Set task: Rewrite each of the rows below with "pick planner" changed to "grasp planner" and everything else left as it is. Leave the pictures out of your version.

[Pointing dataset records]
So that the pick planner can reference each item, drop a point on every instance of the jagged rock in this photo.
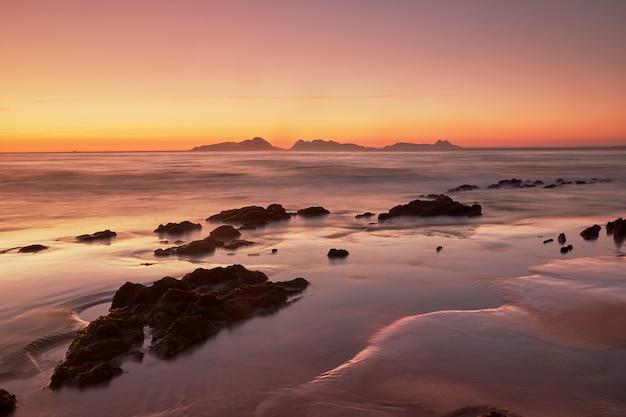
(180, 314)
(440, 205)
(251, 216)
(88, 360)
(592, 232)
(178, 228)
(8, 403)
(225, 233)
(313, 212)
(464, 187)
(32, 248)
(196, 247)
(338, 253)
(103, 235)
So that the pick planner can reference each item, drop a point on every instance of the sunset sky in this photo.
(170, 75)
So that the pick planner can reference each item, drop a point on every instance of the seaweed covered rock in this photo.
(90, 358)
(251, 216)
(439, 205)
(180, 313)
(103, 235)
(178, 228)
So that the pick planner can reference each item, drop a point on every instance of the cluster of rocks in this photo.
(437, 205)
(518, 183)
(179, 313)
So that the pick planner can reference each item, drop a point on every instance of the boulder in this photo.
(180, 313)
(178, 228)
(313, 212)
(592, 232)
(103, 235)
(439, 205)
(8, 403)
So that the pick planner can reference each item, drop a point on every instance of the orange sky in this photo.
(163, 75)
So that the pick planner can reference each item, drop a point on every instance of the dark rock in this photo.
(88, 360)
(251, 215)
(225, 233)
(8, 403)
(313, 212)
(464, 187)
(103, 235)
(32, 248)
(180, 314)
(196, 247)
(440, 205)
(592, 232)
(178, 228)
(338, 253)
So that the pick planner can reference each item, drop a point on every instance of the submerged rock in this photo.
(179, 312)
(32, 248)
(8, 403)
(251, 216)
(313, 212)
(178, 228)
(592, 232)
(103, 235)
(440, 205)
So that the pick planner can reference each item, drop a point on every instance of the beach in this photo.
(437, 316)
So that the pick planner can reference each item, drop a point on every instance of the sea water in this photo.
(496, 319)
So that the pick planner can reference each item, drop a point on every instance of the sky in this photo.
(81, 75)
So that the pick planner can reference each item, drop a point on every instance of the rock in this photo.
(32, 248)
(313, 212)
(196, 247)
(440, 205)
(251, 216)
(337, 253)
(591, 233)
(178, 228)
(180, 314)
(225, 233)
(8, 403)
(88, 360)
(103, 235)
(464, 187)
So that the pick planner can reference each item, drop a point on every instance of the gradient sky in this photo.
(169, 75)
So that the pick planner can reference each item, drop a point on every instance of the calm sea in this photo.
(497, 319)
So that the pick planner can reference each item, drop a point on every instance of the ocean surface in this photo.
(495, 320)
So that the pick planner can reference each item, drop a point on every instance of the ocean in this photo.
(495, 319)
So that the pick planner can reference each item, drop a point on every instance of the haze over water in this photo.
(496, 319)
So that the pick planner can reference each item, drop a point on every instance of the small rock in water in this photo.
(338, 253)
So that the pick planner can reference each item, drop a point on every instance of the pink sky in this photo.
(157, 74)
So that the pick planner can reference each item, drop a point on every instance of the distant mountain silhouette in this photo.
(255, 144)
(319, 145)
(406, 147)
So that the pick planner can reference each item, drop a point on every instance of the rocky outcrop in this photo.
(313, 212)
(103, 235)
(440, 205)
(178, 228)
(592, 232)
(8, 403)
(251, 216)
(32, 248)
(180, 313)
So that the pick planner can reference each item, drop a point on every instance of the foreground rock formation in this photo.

Result:
So that the grasp planner can reference each item, drop a point on every instance of the jagged rock in this photo.
(180, 314)
(440, 205)
(251, 216)
(88, 360)
(592, 232)
(178, 228)
(8, 403)
(225, 233)
(313, 212)
(464, 187)
(32, 248)
(196, 247)
(338, 253)
(103, 235)
So that the grasp planner can reference each item, drop a point on every instance of the sunset sky in this photo.
(170, 75)
So that the grasp planner can reference each item, drop a point on every instance of the seaweed covered rock in this photo.
(90, 358)
(251, 216)
(439, 205)
(180, 313)
(103, 235)
(178, 228)
So that the grasp planner can reference each item, drop a point on every instance of the cluster of rocks in this photo.
(437, 205)
(518, 183)
(179, 313)
So that the grasp planner can reference each item, drop a point on every instance of the boulder in this photo.
(180, 313)
(178, 228)
(313, 212)
(592, 232)
(103, 235)
(439, 205)
(8, 403)
So that the grasp planner can reference each item, drop a point on every instance of the orange sky in this photo.
(163, 75)
So that the grasp planner can reference each item, drop a point on every instance of the dark rock in this photo.
(88, 360)
(251, 215)
(225, 233)
(8, 403)
(313, 212)
(464, 187)
(103, 235)
(32, 248)
(180, 314)
(196, 247)
(440, 205)
(592, 232)
(178, 228)
(338, 253)
So that the grasp planner can reference each item, drop a point on every instance of the submerged rock in this photo.
(179, 312)
(32, 248)
(8, 403)
(251, 216)
(313, 212)
(178, 228)
(592, 232)
(103, 235)
(440, 205)
So that the grasp planner can reference each item, drop a point on every instance of the beach in this photo.
(437, 316)
So that the grasp planner can reference each item, drop a point on every instance of the sea water in this photo.
(496, 319)
So that the grasp planner can reference each item, drop a point on every instance of the sky in this photo.
(81, 75)
So that the grasp planner can reference each item, drop a point on every instance of the rock in this photo.
(32, 248)
(313, 212)
(196, 247)
(440, 205)
(251, 216)
(337, 253)
(591, 233)
(178, 228)
(180, 314)
(225, 233)
(8, 403)
(88, 360)
(103, 235)
(464, 187)
So that the grasp planner can reference each item, drop a point on every instance of the gradient sky in this photo.
(169, 75)
So that the grasp planner can reference each item, drop a point on every instance of the calm sea in this photo.
(497, 319)
So that the grasp planner can reference each item, drop a point on every instance of the ocean surface in this photo.
(495, 320)
So that the grasp planner can reference each item, drop a point on every instance of the ocean in this photo.
(495, 319)
So that the grasp planner can reference each item, drop a point on every instance of the haze over water in this photo.
(496, 319)
So that the grasp planner can reference each item, drop a point on every instance of the small rock in water in this photo.
(338, 253)
So that the grasp planner can reference each item, drop a point on every instance of the pink sky in this photo.
(157, 74)
So that the grasp planner can reference each item, drop a point on every instance of the distant mountain silhouette in this photo.
(255, 144)
(319, 145)
(406, 147)
So that the grasp planner can reference each item, drop a point on every instance of the rocky outcrop in this photo.
(313, 212)
(103, 235)
(440, 205)
(178, 228)
(592, 232)
(8, 403)
(251, 216)
(32, 248)
(180, 313)
So that the grasp planner can reference each item, drop a point on every instance of the foreground rock formation in this photo.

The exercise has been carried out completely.